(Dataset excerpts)
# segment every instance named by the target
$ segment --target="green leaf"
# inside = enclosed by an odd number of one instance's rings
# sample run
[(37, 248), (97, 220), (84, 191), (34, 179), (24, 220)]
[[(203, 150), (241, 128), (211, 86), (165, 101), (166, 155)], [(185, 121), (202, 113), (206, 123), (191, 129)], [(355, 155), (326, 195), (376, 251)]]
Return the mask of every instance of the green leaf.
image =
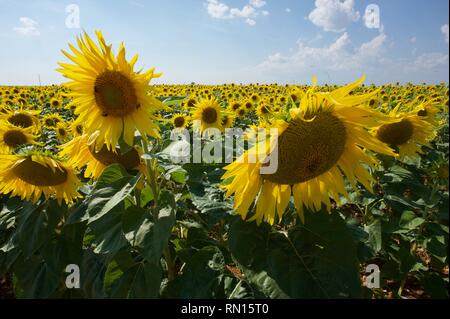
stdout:
[(369, 238), (367, 239), (367, 244), (376, 253), (381, 251), (383, 247), (383, 241), (381, 236), (381, 222), (379, 220), (374, 220), (371, 224), (364, 227), (368, 232)]
[(159, 205), (156, 220), (150, 211), (137, 208), (127, 210), (122, 219), (123, 232), (128, 242), (147, 261), (154, 264), (159, 263), (175, 225), (176, 205), (173, 194), (163, 190)]
[[(228, 245), (237, 262), (258, 272), (266, 267), (266, 245), (270, 226), (243, 221), (235, 217), (228, 232)], [(251, 253), (249, 253), (251, 252)]]
[(115, 254), (128, 245), (122, 231), (123, 205), (113, 208), (108, 214), (89, 225), (89, 234), (94, 235), (91, 245), (96, 254)]
[(130, 176), (123, 177), (104, 188), (98, 188), (96, 186), (92, 192), (93, 196), (90, 198), (88, 205), (88, 212), (90, 215), (88, 224), (99, 220), (121, 203), (131, 194), (140, 178), (141, 174), (139, 173), (133, 178)]
[(406, 230), (414, 230), (425, 222), (425, 219), (417, 217), (414, 212), (405, 211), (400, 218), (400, 227)]
[[(252, 276), (262, 276), (263, 282), (270, 279), (276, 282), (282, 293), (272, 295), (360, 296), (356, 246), (337, 213), (307, 213), (305, 225), (294, 227), (287, 234), (267, 233), (267, 229), (256, 228), (254, 224), (235, 221), (230, 229), (230, 249), (236, 260), (247, 266), (243, 268), (246, 276), (248, 268)], [(277, 291), (275, 286), (271, 288)], [(265, 290), (259, 286), (258, 289)]]
[(80, 282), (86, 298), (105, 298), (104, 279), (107, 265), (102, 256), (85, 250), (80, 265)]
[(162, 279), (159, 264), (137, 263), (111, 287), (111, 298), (158, 298)]
[(183, 274), (177, 278), (178, 298), (225, 298), (224, 272), (225, 261), (220, 249), (215, 246), (202, 248), (186, 263)]
[(426, 273), (420, 280), (421, 284), (431, 298), (448, 299), (448, 282), (437, 273)]

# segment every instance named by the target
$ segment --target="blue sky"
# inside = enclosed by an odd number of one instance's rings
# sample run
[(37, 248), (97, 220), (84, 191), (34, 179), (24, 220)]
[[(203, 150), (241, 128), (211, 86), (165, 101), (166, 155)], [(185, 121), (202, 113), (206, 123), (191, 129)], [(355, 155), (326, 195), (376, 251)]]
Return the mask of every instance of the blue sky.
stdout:
[[(68, 28), (66, 7), (79, 8)], [(379, 8), (379, 24), (366, 15)], [(102, 30), (156, 83), (448, 83), (448, 0), (0, 0), (0, 85), (64, 81), (61, 49)], [(73, 21), (73, 20), (71, 20)], [(375, 26), (375, 28), (373, 28)]]

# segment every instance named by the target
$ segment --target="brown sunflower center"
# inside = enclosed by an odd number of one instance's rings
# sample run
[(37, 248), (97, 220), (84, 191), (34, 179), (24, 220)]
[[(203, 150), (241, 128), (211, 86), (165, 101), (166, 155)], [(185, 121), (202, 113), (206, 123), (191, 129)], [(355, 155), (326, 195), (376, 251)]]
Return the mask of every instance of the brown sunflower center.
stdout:
[(217, 110), (213, 107), (207, 107), (202, 112), (202, 121), (213, 124), (217, 121)]
[(423, 110), (420, 110), (419, 112), (417, 112), (417, 115), (419, 115), (419, 116), (427, 116), (428, 112), (427, 112), (427, 110), (423, 109)]
[(24, 182), (35, 186), (57, 186), (67, 181), (67, 171), (64, 168), (52, 169), (34, 162), (31, 157), (15, 166), (12, 171)]
[(133, 83), (117, 71), (105, 71), (95, 80), (95, 101), (103, 116), (124, 117), (139, 108)]
[(58, 134), (61, 135), (61, 136), (66, 136), (66, 130), (63, 129), (63, 128), (59, 128), (58, 129)]
[(259, 110), (261, 111), (261, 114), (269, 113), (269, 111), (267, 110), (267, 108), (265, 106), (261, 106), (261, 108)]
[(178, 116), (173, 121), (175, 127), (182, 127), (184, 125), (184, 117)]
[(27, 128), (33, 125), (33, 119), (31, 118), (31, 116), (24, 113), (18, 113), (10, 116), (8, 118), (8, 122), (14, 126), (20, 126), (23, 128)]
[(377, 138), (389, 145), (398, 146), (410, 140), (414, 126), (407, 119), (393, 124), (385, 124), (377, 131)]
[(311, 122), (293, 120), (278, 138), (277, 172), (262, 177), (285, 185), (317, 177), (339, 161), (346, 136), (344, 124), (329, 112), (317, 114)]
[(59, 119), (56, 118), (56, 117), (55, 118), (50, 117), (48, 119), (45, 119), (45, 125), (48, 126), (48, 127), (54, 127), (58, 123), (59, 123)]
[(3, 134), (3, 140), (9, 147), (17, 147), (28, 142), (27, 136), (19, 130), (9, 130)]
[(98, 152), (95, 152), (93, 148), (89, 148), (89, 151), (97, 161), (105, 166), (118, 163), (125, 167), (125, 169), (131, 170), (138, 167), (141, 163), (139, 153), (134, 148), (124, 154), (120, 154), (120, 150), (114, 153), (112, 150), (108, 150), (106, 145), (103, 145)]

#### WHAT THE TASK ASKS
Leaving the pictures aside, give back all the records exactly as they are.

#### EXERCISE RESULT
# segment every instance named by the target
$ segment --target="green leaf"
# inside = enclosed by an odd number of one instance's rings
# sample run
[(37, 248), (97, 220), (84, 191), (34, 179), (24, 220)]
[[(203, 150), (241, 128), (211, 86), (165, 101), (166, 155)], [(185, 121), (202, 113), (206, 123), (191, 129)], [(355, 155), (326, 195), (376, 251)]]
Return the mask of every instance of the green leaf.
image =
stdout:
[(369, 238), (367, 239), (367, 244), (376, 253), (381, 251), (383, 247), (383, 241), (381, 236), (381, 222), (379, 220), (374, 220), (371, 224), (364, 227), (368, 232)]
[(159, 205), (156, 220), (150, 211), (137, 208), (127, 210), (122, 219), (123, 232), (128, 242), (147, 261), (154, 264), (159, 263), (175, 225), (176, 205), (173, 194), (163, 190)]
[[(228, 245), (237, 262), (258, 272), (266, 267), (266, 245), (270, 226), (243, 221), (235, 217), (228, 232)], [(251, 253), (249, 253), (251, 252)]]
[(115, 254), (128, 245), (122, 231), (123, 205), (113, 208), (108, 214), (89, 225), (89, 234), (94, 235), (91, 245), (96, 254)]
[(130, 176), (123, 177), (104, 188), (98, 188), (96, 186), (92, 192), (93, 196), (90, 198), (88, 205), (88, 212), (90, 215), (88, 224), (99, 220), (121, 203), (131, 194), (140, 178), (141, 174), (139, 173), (133, 178)]
[(406, 230), (414, 230), (425, 222), (425, 219), (417, 217), (414, 212), (405, 211), (400, 218), (400, 227)]
[[(252, 276), (262, 276), (263, 282), (270, 279), (276, 282), (282, 293), (272, 295), (360, 296), (356, 246), (337, 213), (307, 213), (305, 225), (294, 227), (287, 234), (267, 233), (267, 229), (256, 228), (254, 224), (235, 221), (230, 229), (230, 249), (236, 260), (247, 266), (243, 268), (246, 276), (248, 268)], [(277, 291), (275, 286), (271, 288)], [(265, 290), (259, 286), (258, 289)]]
[(80, 282), (86, 298), (105, 298), (104, 279), (107, 265), (102, 256), (85, 250), (80, 265)]
[(162, 279), (159, 264), (137, 263), (111, 287), (111, 298), (158, 298)]
[(183, 274), (177, 278), (178, 298), (225, 298), (224, 272), (225, 261), (220, 249), (215, 246), (202, 248), (186, 263)]
[(426, 273), (420, 280), (421, 284), (431, 298), (448, 299), (448, 282), (437, 273)]

# segment every instance named by the target
$ segment --target="blue sky"
# inside = enclosed by an odd number of one instance's rings
# sample run
[(37, 248), (97, 220), (84, 191), (34, 179), (24, 220)]
[[(203, 150), (241, 128), (211, 86), (165, 101), (166, 155)], [(185, 121), (202, 113), (206, 123), (191, 129)], [(355, 155), (326, 195), (376, 251)]]
Return the mask of every instance of the blue sky.
stdout:
[[(68, 28), (66, 7), (79, 8)], [(379, 8), (379, 24), (366, 15)], [(102, 30), (156, 83), (448, 83), (448, 0), (0, 0), (0, 85), (64, 81), (61, 49)], [(73, 21), (73, 20), (71, 20)], [(375, 26), (375, 28), (373, 28)]]

# segment every instance named by the target
$ segment --target="brown sunflower center"
# inside = enclosed by an odd number of one instance's rings
# sample run
[(37, 248), (97, 220), (84, 191), (34, 179), (24, 220)]
[[(203, 150), (241, 128), (211, 86), (165, 101), (166, 155)], [(185, 121), (202, 113), (206, 123), (191, 129)], [(355, 155), (326, 195), (376, 251)]]
Return the mask of every instance of the brown sunflower center.
stdout:
[(217, 110), (213, 107), (207, 107), (202, 112), (202, 121), (213, 124), (217, 121)]
[(423, 110), (420, 110), (419, 112), (417, 112), (417, 115), (419, 115), (419, 116), (427, 116), (428, 112), (427, 112), (427, 110), (423, 109)]
[(24, 182), (35, 186), (57, 186), (67, 181), (67, 171), (64, 168), (52, 169), (34, 162), (31, 157), (15, 166), (12, 171)]
[(133, 83), (117, 71), (105, 71), (95, 80), (95, 101), (103, 116), (124, 117), (139, 108)]
[(58, 134), (61, 135), (61, 136), (66, 136), (66, 130), (63, 129), (63, 128), (59, 128), (58, 129)]
[(259, 110), (261, 111), (261, 114), (269, 113), (269, 111), (267, 110), (267, 108), (265, 106), (261, 106), (261, 108)]
[(178, 116), (173, 121), (175, 127), (182, 127), (184, 125), (184, 117)]
[(27, 128), (33, 125), (33, 119), (31, 118), (31, 116), (24, 113), (18, 113), (10, 116), (8, 118), (8, 122), (14, 126), (20, 126), (23, 128)]
[(377, 138), (389, 145), (398, 146), (410, 140), (414, 126), (407, 119), (393, 124), (385, 124), (377, 131)]
[(311, 122), (293, 120), (278, 138), (277, 172), (262, 177), (285, 185), (317, 177), (339, 161), (346, 136), (344, 124), (329, 112), (317, 114)]
[(59, 119), (56, 118), (56, 117), (55, 118), (50, 117), (48, 119), (45, 119), (45, 125), (48, 126), (48, 127), (54, 127), (58, 123), (59, 123)]
[(3, 134), (3, 140), (9, 147), (17, 147), (28, 142), (27, 136), (19, 130), (9, 130)]
[(98, 152), (95, 152), (93, 148), (89, 148), (89, 151), (97, 161), (105, 166), (118, 163), (125, 167), (125, 169), (131, 170), (138, 167), (141, 163), (139, 153), (134, 148), (124, 154), (120, 154), (120, 150), (114, 153), (112, 150), (108, 150), (106, 145), (103, 145)]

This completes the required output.